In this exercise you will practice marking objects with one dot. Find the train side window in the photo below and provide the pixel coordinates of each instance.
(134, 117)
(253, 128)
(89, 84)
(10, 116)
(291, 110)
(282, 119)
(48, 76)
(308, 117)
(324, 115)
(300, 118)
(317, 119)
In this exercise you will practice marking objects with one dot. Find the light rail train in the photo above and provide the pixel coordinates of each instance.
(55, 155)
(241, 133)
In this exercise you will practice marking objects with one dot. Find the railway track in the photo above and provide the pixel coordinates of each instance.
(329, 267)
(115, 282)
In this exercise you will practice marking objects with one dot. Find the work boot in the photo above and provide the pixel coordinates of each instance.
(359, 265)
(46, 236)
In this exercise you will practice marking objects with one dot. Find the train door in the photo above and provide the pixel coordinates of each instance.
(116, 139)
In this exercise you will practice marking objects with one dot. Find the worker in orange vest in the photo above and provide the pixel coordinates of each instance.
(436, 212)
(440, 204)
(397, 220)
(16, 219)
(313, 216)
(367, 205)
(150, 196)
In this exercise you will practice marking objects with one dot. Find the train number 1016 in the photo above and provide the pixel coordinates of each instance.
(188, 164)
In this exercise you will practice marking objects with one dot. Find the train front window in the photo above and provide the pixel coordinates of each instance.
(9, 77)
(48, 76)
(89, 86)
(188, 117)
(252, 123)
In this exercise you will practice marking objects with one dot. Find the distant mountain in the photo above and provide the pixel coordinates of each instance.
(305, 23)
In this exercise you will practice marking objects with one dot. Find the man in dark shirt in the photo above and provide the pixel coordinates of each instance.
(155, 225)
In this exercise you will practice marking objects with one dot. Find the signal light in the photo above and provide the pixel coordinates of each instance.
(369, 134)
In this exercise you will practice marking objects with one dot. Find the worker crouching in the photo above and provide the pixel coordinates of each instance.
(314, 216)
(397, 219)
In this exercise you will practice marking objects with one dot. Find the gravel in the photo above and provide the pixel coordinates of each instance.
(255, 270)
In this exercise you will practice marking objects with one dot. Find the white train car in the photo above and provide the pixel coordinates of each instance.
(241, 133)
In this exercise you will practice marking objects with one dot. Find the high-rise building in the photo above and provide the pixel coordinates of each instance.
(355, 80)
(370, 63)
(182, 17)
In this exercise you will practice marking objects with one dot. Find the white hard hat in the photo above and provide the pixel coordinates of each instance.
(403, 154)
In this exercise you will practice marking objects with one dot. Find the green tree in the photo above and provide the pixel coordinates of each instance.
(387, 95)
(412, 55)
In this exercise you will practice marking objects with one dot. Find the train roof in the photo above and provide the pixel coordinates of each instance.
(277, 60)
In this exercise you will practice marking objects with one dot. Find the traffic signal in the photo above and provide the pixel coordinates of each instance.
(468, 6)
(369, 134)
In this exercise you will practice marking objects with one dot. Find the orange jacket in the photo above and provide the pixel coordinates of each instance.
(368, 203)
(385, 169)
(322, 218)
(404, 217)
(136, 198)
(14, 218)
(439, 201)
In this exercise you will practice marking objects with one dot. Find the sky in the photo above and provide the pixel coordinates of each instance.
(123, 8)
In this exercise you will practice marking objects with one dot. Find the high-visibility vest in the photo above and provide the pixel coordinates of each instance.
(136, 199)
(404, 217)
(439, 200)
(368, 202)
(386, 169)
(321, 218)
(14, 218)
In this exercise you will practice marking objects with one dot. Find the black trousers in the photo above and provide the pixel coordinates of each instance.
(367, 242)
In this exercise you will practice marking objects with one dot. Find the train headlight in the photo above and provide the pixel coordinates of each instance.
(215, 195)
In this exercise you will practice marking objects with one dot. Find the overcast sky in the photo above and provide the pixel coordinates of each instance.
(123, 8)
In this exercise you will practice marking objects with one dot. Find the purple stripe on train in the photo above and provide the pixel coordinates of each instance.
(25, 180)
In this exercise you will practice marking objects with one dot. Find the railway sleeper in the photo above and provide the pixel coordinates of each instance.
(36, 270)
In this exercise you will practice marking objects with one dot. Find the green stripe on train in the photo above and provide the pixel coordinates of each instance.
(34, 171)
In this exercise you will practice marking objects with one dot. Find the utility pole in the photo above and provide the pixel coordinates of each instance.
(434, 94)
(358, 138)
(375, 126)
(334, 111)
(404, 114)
++++++++++++++++++++
Problem requirements → The records above should all be quoted exactly, please.

Finished exercise →
In this exercise you will practice marking objects with one dot. Find the train side window in the photo below and provide the pixel coordinates of each instance.
(134, 117)
(253, 128)
(89, 84)
(10, 116)
(291, 110)
(282, 119)
(48, 76)
(308, 117)
(324, 115)
(300, 118)
(317, 119)
In this exercise you will practice marking objects with one dot. Find the light rail train in the photo above and provide the pixel coordinates of each instance.
(55, 155)
(241, 133)
In this exercise you will practice marking objects with one dot. Find the railway track in the photo above and provide the pixel coordinates of each instance.
(329, 267)
(115, 282)
In this exercise you will practice marking objects with one dot. Find the work boot in the photo above and provide the pixel coordinates of each instance.
(359, 265)
(46, 236)
In this exercise you will practice marking objects with one dot. Find the train door in the photo above and provide the pixel coordinates of each instance.
(116, 139)
In this exercise you will practice marking objects with one dot. Find the worker in orange vest in the photo above and provide the pixel coordinates of each instance.
(436, 212)
(440, 204)
(397, 220)
(16, 219)
(313, 216)
(367, 205)
(150, 196)
In this exercise you will practice marking objects with one dot. Find the train number 1016 in the photo above and provide the pixel coordinates of each instance.
(188, 164)
In this exercise you will practice marking objects with one dot. Find the train front window in the photo above and provide the pixel coordinates of each instance.
(9, 77)
(48, 76)
(89, 86)
(188, 117)
(252, 123)
In this exercise you will practice marking objects with one dot. Find the distant mountain in the photo above and provide the pixel coordinates of each instance.
(305, 23)
In this exercise you will practice marking objects with one dot. Find the man in dark shirt in the photo above and provide the pixel coordinates of each instance.
(155, 225)
In this exercise you will practice marking objects with one dot. Find the signal light in the photo above and provide the pixel coordinates of each instance.
(369, 134)
In this exercise you will practice marking objects with one dot. Find the worker crouching in the photo above and provide the pixel coordinates of each instance.
(314, 216)
(397, 219)
In this exercise you will practice marking objects with one dot. Find the gravel in the photo above and provide the pixel coordinates of each instance.
(255, 270)
In this exercise you will practice marking objects with one dot. Find the white train car in the photo above and provide the pixel coordinates of each instance.
(241, 133)
In this exercise you will practice marking objects with one dot. Find the high-rise building in the photo above and provide the pixel coordinates of each instance.
(355, 80)
(370, 63)
(182, 17)
In this exercise you will practice marking objects with one dot. Find the white hard hat in the photo above and provide the pixel coordinates of each instance.
(403, 154)
In this exercise you will practice marking objects with one dot. Find the green tree in the photo above and provide the pixel coordinates of each instance.
(387, 95)
(412, 55)
In this exercise you will practice marking objects with one dot. Find the train roof in the photo above and provide the pixel coordinates of each instance.
(277, 60)
In this exercise you will practice marking objects with one dot. Find the traffic signal in the photo above and provide the pixel coordinates of each instance.
(468, 6)
(369, 134)
In this exercise you will practice marking objects with one dot. Find the orange jacket in the photo above and provide the pixel coordinates of each instance.
(368, 203)
(385, 169)
(322, 218)
(404, 217)
(136, 198)
(14, 218)
(439, 201)
In this exercise you will practice marking objects with one dot. Find the sky in the photo above and provide the pixel coordinates of each instance.
(123, 8)
In this exercise you will practice marking objects with one dot. Find the high-visibility vest in the photo above and provide the pixel coordinates of each instance.
(136, 199)
(404, 217)
(439, 200)
(368, 202)
(386, 169)
(321, 218)
(14, 218)
In this exercise you will practice marking objects with one dot. Find the black trousers in the photo above and provide the pixel coordinates of each instance.
(367, 242)
In this exercise you will practice marking objects with one dot. Find the train headlight in the photo above and provide the pixel coordinates of each instance.
(215, 195)
In this exercise you will practice marking objects with one dot. Find the overcast sky in the photo above and provide the pixel coordinates of each instance.
(123, 8)
In this exercise you will practice marking objects with one dot. Find the purple stripe on train in the photo above and provide the pixel coordinates of each instance.
(25, 180)
In this exercise you will practice marking objects with one dot. Find the railway sleeper in the photo above and provide the pixel coordinates of each instance.
(36, 270)
In this exercise you will practice marking objects with one dot. Find the green stripe on train in the photo above and provide the pixel coordinates of each instance.
(34, 171)
In this exercise you will practice marking objects with one dot. Find the utility pole in the photo above and provide the pixel coordinates of each instance.
(434, 94)
(358, 138)
(375, 126)
(334, 111)
(404, 114)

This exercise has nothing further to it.